TO DO: Can you turn the stretch of rows below, from the line containing "SEARCH: text logo on jersey" through the line containing "[225,107,243,128]", into a numbered list with blank lines left out?

** Begin EXCERPTED DATA **

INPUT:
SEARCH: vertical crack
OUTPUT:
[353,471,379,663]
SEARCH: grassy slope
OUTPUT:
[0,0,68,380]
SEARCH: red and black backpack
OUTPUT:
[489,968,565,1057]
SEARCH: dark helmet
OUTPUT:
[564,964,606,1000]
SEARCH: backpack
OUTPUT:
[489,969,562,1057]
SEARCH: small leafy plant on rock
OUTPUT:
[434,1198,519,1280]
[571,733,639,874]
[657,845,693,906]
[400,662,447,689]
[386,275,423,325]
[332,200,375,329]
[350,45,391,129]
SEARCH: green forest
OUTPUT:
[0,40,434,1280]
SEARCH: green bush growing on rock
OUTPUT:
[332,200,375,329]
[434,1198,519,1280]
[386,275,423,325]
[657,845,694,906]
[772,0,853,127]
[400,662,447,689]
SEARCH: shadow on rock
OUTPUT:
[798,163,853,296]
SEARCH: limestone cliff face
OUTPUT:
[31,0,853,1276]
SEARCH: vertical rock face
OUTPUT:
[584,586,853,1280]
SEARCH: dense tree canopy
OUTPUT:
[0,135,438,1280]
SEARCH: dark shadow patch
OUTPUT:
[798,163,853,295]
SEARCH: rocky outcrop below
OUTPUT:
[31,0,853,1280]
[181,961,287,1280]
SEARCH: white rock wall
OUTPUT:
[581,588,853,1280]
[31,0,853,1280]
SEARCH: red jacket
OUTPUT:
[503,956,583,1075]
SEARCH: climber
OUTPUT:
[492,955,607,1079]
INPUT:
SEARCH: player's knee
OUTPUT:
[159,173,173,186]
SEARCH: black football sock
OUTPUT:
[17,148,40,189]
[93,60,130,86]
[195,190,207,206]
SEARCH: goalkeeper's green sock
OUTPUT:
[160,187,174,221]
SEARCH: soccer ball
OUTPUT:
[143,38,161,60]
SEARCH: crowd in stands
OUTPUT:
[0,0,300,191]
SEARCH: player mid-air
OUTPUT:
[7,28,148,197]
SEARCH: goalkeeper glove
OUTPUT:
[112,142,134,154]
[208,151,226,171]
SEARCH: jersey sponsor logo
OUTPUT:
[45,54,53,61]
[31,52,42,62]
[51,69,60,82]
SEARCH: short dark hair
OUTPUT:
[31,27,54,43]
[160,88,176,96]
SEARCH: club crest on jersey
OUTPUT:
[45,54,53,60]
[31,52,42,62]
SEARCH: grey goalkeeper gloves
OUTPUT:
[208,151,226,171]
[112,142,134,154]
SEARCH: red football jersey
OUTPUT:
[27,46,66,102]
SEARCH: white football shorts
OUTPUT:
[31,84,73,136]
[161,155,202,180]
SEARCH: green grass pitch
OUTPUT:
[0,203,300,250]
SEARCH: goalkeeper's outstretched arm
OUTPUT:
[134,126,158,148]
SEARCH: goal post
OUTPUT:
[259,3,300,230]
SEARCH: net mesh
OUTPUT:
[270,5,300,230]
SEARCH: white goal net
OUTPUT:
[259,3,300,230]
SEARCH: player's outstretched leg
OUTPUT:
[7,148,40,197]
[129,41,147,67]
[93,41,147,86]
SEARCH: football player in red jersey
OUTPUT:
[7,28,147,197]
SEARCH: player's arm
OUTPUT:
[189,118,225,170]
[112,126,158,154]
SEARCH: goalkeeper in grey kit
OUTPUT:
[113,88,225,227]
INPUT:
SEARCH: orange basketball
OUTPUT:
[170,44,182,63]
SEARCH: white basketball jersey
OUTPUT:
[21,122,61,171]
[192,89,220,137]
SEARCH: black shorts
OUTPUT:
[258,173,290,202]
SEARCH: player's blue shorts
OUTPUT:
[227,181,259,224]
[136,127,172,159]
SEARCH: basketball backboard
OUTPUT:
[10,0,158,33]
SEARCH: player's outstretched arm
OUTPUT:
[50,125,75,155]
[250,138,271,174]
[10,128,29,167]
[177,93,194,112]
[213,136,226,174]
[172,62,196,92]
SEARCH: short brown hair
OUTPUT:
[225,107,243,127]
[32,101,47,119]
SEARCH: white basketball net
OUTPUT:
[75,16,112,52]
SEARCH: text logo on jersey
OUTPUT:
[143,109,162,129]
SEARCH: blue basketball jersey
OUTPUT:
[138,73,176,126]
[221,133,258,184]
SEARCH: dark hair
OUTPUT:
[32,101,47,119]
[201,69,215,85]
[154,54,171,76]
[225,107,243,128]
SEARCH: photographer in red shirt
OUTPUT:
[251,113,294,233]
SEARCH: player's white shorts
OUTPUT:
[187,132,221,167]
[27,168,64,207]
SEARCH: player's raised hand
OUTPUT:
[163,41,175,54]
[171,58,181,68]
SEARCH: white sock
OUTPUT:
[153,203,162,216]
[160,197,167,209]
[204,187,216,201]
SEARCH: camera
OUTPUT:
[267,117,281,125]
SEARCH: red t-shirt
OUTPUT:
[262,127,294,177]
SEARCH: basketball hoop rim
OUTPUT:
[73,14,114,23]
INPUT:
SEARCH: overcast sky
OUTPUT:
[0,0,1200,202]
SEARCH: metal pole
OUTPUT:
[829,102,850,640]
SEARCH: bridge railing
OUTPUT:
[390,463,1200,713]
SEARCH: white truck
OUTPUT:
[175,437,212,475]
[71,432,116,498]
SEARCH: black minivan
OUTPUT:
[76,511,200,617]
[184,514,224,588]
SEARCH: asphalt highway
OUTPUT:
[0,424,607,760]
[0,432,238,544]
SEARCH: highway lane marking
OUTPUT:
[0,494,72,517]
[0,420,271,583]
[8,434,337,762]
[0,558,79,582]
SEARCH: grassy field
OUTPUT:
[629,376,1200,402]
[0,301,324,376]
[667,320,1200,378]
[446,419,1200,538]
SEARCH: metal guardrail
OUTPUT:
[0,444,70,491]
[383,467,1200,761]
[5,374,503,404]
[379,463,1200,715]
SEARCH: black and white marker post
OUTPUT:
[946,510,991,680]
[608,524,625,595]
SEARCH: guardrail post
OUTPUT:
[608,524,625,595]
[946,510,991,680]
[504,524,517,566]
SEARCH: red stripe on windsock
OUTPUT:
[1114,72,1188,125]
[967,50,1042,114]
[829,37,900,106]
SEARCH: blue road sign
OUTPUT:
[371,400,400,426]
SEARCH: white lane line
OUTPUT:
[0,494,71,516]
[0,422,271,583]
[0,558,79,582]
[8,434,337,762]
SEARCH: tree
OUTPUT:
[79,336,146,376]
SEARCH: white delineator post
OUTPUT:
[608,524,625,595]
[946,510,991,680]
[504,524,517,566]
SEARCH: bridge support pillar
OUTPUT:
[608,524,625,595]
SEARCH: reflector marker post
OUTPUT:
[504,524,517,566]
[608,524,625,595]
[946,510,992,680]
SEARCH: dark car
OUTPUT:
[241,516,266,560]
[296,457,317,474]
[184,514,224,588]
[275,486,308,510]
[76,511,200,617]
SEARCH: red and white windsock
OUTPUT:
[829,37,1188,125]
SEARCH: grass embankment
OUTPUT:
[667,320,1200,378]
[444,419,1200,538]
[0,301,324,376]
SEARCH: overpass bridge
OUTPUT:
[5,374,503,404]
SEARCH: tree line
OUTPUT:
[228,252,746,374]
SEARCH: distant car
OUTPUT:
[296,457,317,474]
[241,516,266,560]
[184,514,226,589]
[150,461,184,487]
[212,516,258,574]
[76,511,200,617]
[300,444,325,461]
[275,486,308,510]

** End EXCERPTED DATA **

RESPONSE BELOW:
1. SEARCH: text logo on jersey
2. OUTPUT:
3. [143,109,162,129]
4. SEARCH: blue basketball jersey
5. OUTPUT:
6. [138,73,176,126]
7. [221,133,258,184]
8. SEARCH: dark hair
9. OUTPUT:
10. [32,101,47,119]
11. [201,69,215,85]
12. [154,54,171,76]
13. [225,107,243,128]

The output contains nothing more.